*Aim of the task*
Continue the patch description below, on clearing scheduled MPTCP subflows on retransmit, starting right after its last line.

*Selected extract*
[v1] mptcp: clear scheduled subflows on retransmit

[PATCH mptcp-net] mptcp: clear scheduled subflows on retransmit

Posted by Paolo Abeni 6 days, 12 hours ago

When __mptcp_retrans() kicks-in, it schedules one or more subflow for
retransmission, but such subflows could be actually left alone if there
is no more data to retransmit and/or in case of concurrent fallback.

Scheduled subflows could be processed much later in time, i.e. when new
data will be transmitted, leading to bad subflow selection.

Explicitly clear all scheduled subflows before leaving the retransmission
function.

Fixes: ee2708aedad0 ("mptcp: use get_retrans wrapper")

*Raw records*
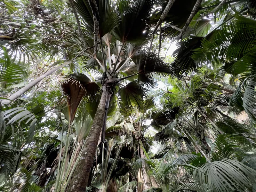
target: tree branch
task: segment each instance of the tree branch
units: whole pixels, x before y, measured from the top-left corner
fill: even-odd
[[[110,76],[110,75],[109,75],[109,74],[108,73],[108,70],[107,68],[107,66],[106,66],[106,61],[105,60],[105,57],[104,55],[104,52],[103,52],[103,45],[102,44],[102,40],[101,39],[101,37],[100,37],[100,46],[101,47],[101,53],[102,53],[102,59],[103,59],[103,66],[104,67],[104,70],[105,71],[105,73],[106,73],[106,75],[107,75],[108,78],[109,80],[110,80],[112,79],[112,77],[111,76]]]
[[[192,10],[192,11],[191,12],[190,15],[189,15],[189,16],[188,17],[188,19],[185,24],[185,25],[183,27],[183,28],[181,30],[181,31],[180,32],[180,33],[177,37],[177,39],[182,39],[182,36],[183,35],[183,34],[187,30],[188,28],[188,26],[192,21],[193,18],[196,15],[196,12],[198,11],[198,8],[199,7],[199,6],[200,5],[200,4],[201,4],[201,2],[202,2],[202,0],[197,0],[196,1],[196,4],[195,4],[195,6],[194,6],[194,7],[193,8],[193,9]]]
[[[100,18],[100,14],[99,13],[97,4],[95,0],[89,0],[89,4],[90,7],[92,12],[92,15],[93,18],[93,23],[94,23],[94,51],[92,56],[93,57],[96,54],[97,51],[97,47],[98,45],[97,40],[98,33],[99,33],[99,21]]]
[[[216,7],[215,8],[214,8],[214,9],[213,9],[212,11],[208,13],[206,15],[205,15],[205,17],[208,17],[209,15],[210,15],[218,9],[219,9],[219,8],[220,8],[220,7],[222,6],[223,4],[224,4],[226,3],[226,1],[227,0],[222,0],[221,2],[220,2],[220,3],[218,5],[217,7]]]
[[[161,49],[161,44],[162,43],[162,27],[161,25],[159,26],[159,29],[160,30],[160,33],[159,34],[159,47],[158,49],[157,58],[156,58],[156,62],[155,63],[154,70],[154,72],[155,72],[155,69],[156,68],[156,63],[157,62],[158,59],[159,59],[159,56],[160,55],[160,51]]]
[[[123,78],[121,78],[120,79],[116,79],[116,82],[118,83],[119,81],[122,81],[122,80],[124,80],[124,79],[127,79],[128,78],[129,78],[129,77],[132,77],[132,76],[134,76],[135,75],[138,75],[138,74],[140,74],[141,72],[141,71],[140,71],[140,72],[137,73],[134,73],[134,74],[133,74],[132,75],[129,75],[128,76],[126,76],[126,77],[123,77]]]
[[[147,62],[148,61],[148,56],[149,55],[149,53],[150,52],[150,50],[151,49],[151,48],[152,47],[152,44],[153,42],[153,40],[154,39],[155,34],[156,31],[156,30],[157,29],[158,27],[162,23],[163,20],[164,19],[164,18],[165,18],[165,17],[166,17],[166,15],[167,15],[167,14],[168,14],[168,12],[170,10],[171,7],[172,7],[172,5],[173,4],[174,2],[175,2],[175,0],[169,0],[169,1],[168,2],[167,5],[166,6],[166,7],[165,7],[165,8],[164,9],[164,10],[163,13],[162,13],[161,16],[160,17],[160,19],[159,19],[159,20],[158,20],[158,22],[156,24],[156,27],[155,28],[155,29],[153,31],[153,33],[152,33],[152,38],[151,39],[151,42],[148,49],[148,55],[147,55],[147,57],[146,58],[146,60],[145,61],[145,64],[144,65],[144,73],[145,73],[145,69],[146,68]]]
[[[69,2],[70,5],[71,5],[71,8],[72,9],[72,10],[73,10],[73,12],[75,14],[75,17],[76,17],[76,23],[77,23],[77,28],[78,28],[78,33],[79,34],[79,36],[80,36],[80,38],[81,38],[82,41],[84,42],[84,45],[85,45],[86,42],[82,35],[82,31],[81,30],[81,26],[80,25],[80,22],[78,18],[78,16],[77,16],[77,14],[76,13],[76,7],[75,7],[74,2],[73,2],[73,0],[68,0],[68,1]]]

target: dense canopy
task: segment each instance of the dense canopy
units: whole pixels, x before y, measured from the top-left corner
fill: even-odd
[[[0,7],[0,191],[256,191],[255,0]]]

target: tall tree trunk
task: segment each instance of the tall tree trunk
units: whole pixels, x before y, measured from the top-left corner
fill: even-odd
[[[105,104],[107,95],[102,92],[95,117],[86,139],[82,155],[75,170],[69,191],[84,192],[86,186],[96,152],[100,135],[105,115]]]
[[[143,150],[143,149],[141,147],[140,147],[140,156],[141,158],[145,158],[146,156],[144,154],[144,151]],[[145,163],[143,162],[142,162],[142,164],[144,164]],[[146,168],[146,165],[145,165],[145,167]],[[144,188],[145,189],[147,189],[148,188],[148,187],[147,185],[147,183],[148,183],[148,176],[147,175],[147,172],[146,169],[142,169],[142,175],[143,177],[143,180],[144,181]]]
[[[37,77],[32,82],[29,83],[23,88],[19,90],[16,93],[9,97],[7,99],[10,99],[11,100],[15,100],[19,97],[20,97],[22,95],[25,93],[26,92],[37,84],[40,82],[40,81],[46,77],[46,76],[50,75],[51,75],[51,74],[52,74],[59,69],[63,67],[65,65],[67,65],[69,64],[70,63],[71,63],[71,61],[65,62],[62,65],[51,69],[49,71],[47,71],[43,75],[40,76],[38,77]],[[2,103],[3,104],[7,104],[8,103],[10,103],[11,102],[12,100],[4,100],[2,102]]]

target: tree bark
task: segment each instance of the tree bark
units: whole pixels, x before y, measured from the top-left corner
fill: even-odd
[[[102,127],[107,96],[102,92],[82,155],[73,175],[69,190],[71,192],[84,192],[86,188]]]
[[[71,62],[71,61],[65,62],[62,65],[51,69],[49,71],[47,71],[43,75],[39,77],[37,77],[32,82],[29,83],[23,88],[19,90],[16,93],[9,97],[7,99],[11,100],[15,100],[19,97],[20,97],[22,95],[25,93],[26,92],[28,91],[29,89],[31,89],[32,87],[34,87],[38,83],[40,82],[41,80],[46,77],[46,76],[50,75],[51,75],[51,74],[52,74],[59,69],[63,67],[65,65],[67,65],[69,64]],[[3,104],[7,104],[11,103],[12,100],[4,100],[3,101],[2,103]]]
[[[140,146],[140,152],[141,158],[146,158],[145,155],[144,154],[144,151],[143,150],[143,149],[142,149],[142,148]],[[143,162],[142,163],[144,164],[145,163]],[[145,167],[146,167],[146,165],[145,165]],[[148,187],[147,185],[147,183],[148,183],[148,176],[147,175],[146,170],[144,170],[142,169],[142,175],[143,177],[143,180],[144,180],[144,189],[148,188]]]

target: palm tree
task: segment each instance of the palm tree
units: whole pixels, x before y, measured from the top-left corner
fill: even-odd
[[[140,106],[146,96],[143,86],[154,83],[150,73],[171,72],[161,58],[153,52],[148,55],[143,46],[148,39],[148,32],[143,31],[147,29],[145,20],[149,16],[152,2],[142,1],[130,6],[126,1],[118,2],[113,5],[112,3],[108,1],[97,3],[99,15],[102,20],[99,23],[98,34],[101,49],[95,53],[89,49],[95,46],[93,39],[90,37],[95,30],[90,5],[81,1],[75,2],[76,9],[85,22],[86,30],[83,35],[85,43],[81,45],[83,50],[78,56],[88,58],[85,67],[99,70],[102,75],[100,80],[92,81],[84,75],[73,74],[64,83],[63,92],[70,100],[71,116],[74,115],[73,112],[84,96],[95,96],[97,93],[100,90],[97,83],[102,85],[103,92],[100,94],[98,109],[84,154],[74,174],[72,191],[80,191],[86,186],[111,95],[114,94],[112,97],[115,99],[117,95],[118,100],[125,107],[133,105]],[[115,6],[116,11],[118,12],[113,10]],[[77,39],[74,40],[77,42]],[[115,90],[116,85],[121,87],[117,92]],[[77,94],[73,95],[75,91]]]

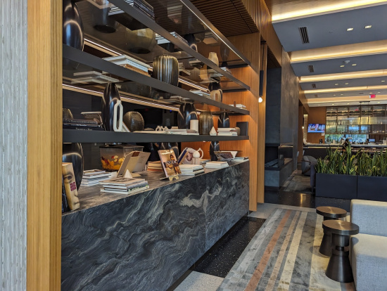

*The response*
Signed-off-by: Paolo Abeni <pabeni@redhat.com>
---
 net/mptcp/protocol.c | 13 +++++++++++--
 1 file changed, 11 insertions(+), 2 deletions(-)

diff --git a/net/mptcp/protocol.c b/net/mptcp/protocol.c
index 6f4220c8b5bb..3b327e9ccb78 100644
--- a/net/mptcp/protocol.c
+++ b/net/mptcp/protocol.c
@@ -2763,7 +2763,7 @@ static void __mptcp_retrans(struct sock *sk)
 		}
 
 		if (!mptcp_send_head(sk))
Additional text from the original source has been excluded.